━━ DATA TO PROCESS

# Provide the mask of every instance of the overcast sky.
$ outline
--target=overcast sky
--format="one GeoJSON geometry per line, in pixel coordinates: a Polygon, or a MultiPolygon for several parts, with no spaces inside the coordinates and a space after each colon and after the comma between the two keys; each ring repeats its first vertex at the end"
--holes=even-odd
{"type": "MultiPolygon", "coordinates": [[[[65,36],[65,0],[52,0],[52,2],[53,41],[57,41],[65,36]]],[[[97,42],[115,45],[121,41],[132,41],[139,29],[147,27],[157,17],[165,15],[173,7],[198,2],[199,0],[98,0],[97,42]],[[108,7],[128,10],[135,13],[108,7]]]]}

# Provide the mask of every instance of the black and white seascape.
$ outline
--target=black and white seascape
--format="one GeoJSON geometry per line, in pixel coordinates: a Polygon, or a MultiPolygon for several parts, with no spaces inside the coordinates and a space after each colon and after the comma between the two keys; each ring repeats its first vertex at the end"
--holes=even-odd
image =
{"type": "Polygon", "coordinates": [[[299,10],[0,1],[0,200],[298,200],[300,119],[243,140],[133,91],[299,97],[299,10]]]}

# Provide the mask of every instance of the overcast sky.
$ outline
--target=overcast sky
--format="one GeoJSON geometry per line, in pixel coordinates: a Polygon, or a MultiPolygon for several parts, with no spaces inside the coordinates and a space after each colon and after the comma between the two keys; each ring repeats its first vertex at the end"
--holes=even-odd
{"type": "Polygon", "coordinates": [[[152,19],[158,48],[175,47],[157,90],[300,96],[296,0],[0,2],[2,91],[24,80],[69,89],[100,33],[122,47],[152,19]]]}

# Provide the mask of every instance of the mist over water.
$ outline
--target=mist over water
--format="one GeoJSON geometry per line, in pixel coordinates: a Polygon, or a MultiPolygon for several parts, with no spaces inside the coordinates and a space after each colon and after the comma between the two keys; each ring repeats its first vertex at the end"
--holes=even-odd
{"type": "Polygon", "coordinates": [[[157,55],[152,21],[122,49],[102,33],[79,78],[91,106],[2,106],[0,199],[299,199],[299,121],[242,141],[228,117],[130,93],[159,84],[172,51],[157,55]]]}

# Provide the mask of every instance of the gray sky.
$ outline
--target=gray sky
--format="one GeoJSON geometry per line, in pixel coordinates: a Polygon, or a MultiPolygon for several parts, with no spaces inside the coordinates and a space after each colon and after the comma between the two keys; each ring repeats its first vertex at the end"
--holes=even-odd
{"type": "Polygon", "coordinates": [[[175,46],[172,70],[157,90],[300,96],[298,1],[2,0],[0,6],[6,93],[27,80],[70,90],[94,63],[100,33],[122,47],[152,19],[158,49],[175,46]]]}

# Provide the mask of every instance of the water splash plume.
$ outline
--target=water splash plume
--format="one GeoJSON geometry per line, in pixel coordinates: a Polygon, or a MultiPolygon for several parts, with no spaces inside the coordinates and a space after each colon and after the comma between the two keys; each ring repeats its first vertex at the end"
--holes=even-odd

━━━━

### AIM OF THE TASK
Reproduce every line of the data above verbatim, without any change.

### RESULT
# Provide the mask of every instance of the overcast sky.
$ outline
--target=overcast sky
--format="one GeoJSON geometry per line, in pixel coordinates: a Polygon, or a MultiPolygon for several parts, with no spaces inside the coordinates and a space after each colon and after the comma between the two keys; each ring repeats its first vertex at the end"
--holes=even-odd
{"type": "MultiPolygon", "coordinates": [[[[65,36],[65,0],[52,0],[52,2],[53,41],[57,41],[65,36]]],[[[97,42],[115,45],[121,41],[132,41],[139,29],[147,27],[157,17],[165,15],[173,7],[198,2],[199,0],[98,0],[97,42]],[[108,7],[128,10],[135,13],[108,7]]]]}

# Provide the mask of every instance of the black and white seascape.
$ outline
--target=black and white seascape
--format="one GeoJSON geometry per line, in pixel coordinates: a Polygon, or a MultiPolygon for several parts, with no spaces inside the coordinates and a space after each colon and after the comma between the two keys; each ring repeats its first vertex at the end"
--holes=even-odd
image =
{"type": "Polygon", "coordinates": [[[299,10],[0,1],[0,200],[298,200],[300,119],[243,140],[133,91],[299,97],[299,10]]]}

# Provide the mask of every instance of the overcast sky.
$ outline
--target=overcast sky
--format="one GeoJSON geometry per line, in pixel coordinates: a Polygon, or a MultiPolygon for several parts, with no spaces inside the coordinates and a space after each colon and after the comma between the two keys; each ring repeats its first vertex at the end"
--holes=even-odd
{"type": "Polygon", "coordinates": [[[152,19],[158,48],[175,47],[157,90],[300,96],[296,0],[0,2],[2,91],[24,80],[69,89],[100,33],[122,47],[152,19]]]}

# Provide the mask of every instance of the mist over water.
$ outline
--target=mist over water
--format="one GeoJSON geometry per line, in pixel coordinates: a Polygon, or a MultiPolygon for several parts, with no spaces inside the coordinates and a space after each colon and after the comma between the two keys; each ring repeats its first vertex at the end"
--holes=even-odd
{"type": "Polygon", "coordinates": [[[157,55],[152,21],[122,49],[102,33],[79,78],[91,106],[2,106],[0,199],[299,199],[299,121],[242,141],[228,117],[130,93],[159,84],[172,51],[157,55]]]}

# Provide the mask of every instance of the gray sky.
$ outline
--target=gray sky
--format="one GeoJSON geometry per line, in pixel coordinates: a Polygon, or a MultiPolygon for several parts, with no spaces inside the coordinates and a space after each colon and after the comma between the two keys; each ring repeats its first vertex at the end"
--holes=even-odd
{"type": "Polygon", "coordinates": [[[175,46],[172,70],[157,90],[300,96],[298,1],[2,0],[0,6],[6,93],[27,80],[70,90],[94,63],[100,33],[122,47],[152,19],[158,49],[175,46]]]}

# Provide the mask of every instance of the water splash plume.
$ outline
--target=water splash plume
--format="one GeoJSON geometry per line, in pixel coordinates: a Polygon, or a MultiPolygon for several parts, with no spaces inside the coordinates and a space after each colon and after the comma between the two keys; each ring repeats its first vertex at the end"
--holes=even-odd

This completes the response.